> _EXERCISE TASKS_:
A. In the power center article, transcribe everything from "Power centers function" down to "malls of today.".
B. According to the power center article, which shopping complex is credited with being the first power center?
C. Summarize the power center article in two sentences.

> _TEXT BLOCK_:
Power center (retail)

A power center (also known as a retail park or stretch mall) is an unenclosed shopping center with 250,000 square feet (23,000 m2) to 750,000 square feet (70,000 m2) of gross leasable area[1] that usually contains three or more big box retailers and various smaller retailers (usually located in strip malls) with a common parking area shared among the retailers. It is likely to have more money spent on features and architecture than a traditional big box shopping center.[2]

Power centers function similar to a traditional shopping mall, but more closely resemble open-air malls and Lifestyle centers, rather than the modern enclosed shopping malls of today.

In 1986, 280 Metro Center, an open-air, strip shopping complex composed of discount and warehouse retailers, opened in Colma, California; it is credited with being the first ever power center.[3]

In recent years, it has become quite common for an older shopping mall to expand – or be renovated – as a power center, adding big-box stores, category killers and strip shopping center-type buildings to the parking and open areas, rather than to add anchors and new retail space to the existing mall facility. Puente Hills Mall and Del Amo Fashion Center in Southern California are good examples of this. Other examples are Seven Corners Center in suburban Washington, D.C.[4] and Deerfoot Mall in Calgary, Alberta, Canada. Power centers are almost always located in suburban areas, but occasionally redevelopment has brought power centers to densely populated urban areas.

> _INFORMATION SUPPLIED_:
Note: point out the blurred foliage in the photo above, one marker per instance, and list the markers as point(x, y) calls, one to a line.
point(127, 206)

> _TASK-BY-TASK RESULTS_:
A.
Power centers function similar to a traditional shopping mall, but more closely resemble open-air malls and Lifestyle centers, rather than the modern enclosed shopping malls of today.

B. 280 Metro Center, which opened in Colma, California, in 1986.

C. A power center is an unenclosed shopping center of 250,000 to 750,000 square feet of gross leasable area, usually with three or more big box retailers, smaller stores, and shared parking, and the first is credited as 280 Metro Center, which opened in Colma, California, in 1986. Older malls now often expand or are renovated as power centers by adding big-box stores and strip-type buildings, and while power centers are almost always suburban, redevelopment has occasionally brought them to dense urban areas.